= SOURCE MATERIAL =

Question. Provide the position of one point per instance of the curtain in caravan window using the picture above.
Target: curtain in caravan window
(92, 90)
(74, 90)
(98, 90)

= WORK ORDER =
An exact copy of every line above, start to finish, is required.

= OUTPUT OF THE EXERCISE =
Question. Provide the position of one point per instance of the curtain in caravan window using the picture above.
Target: curtain in caravan window
(92, 90)
(74, 90)
(98, 90)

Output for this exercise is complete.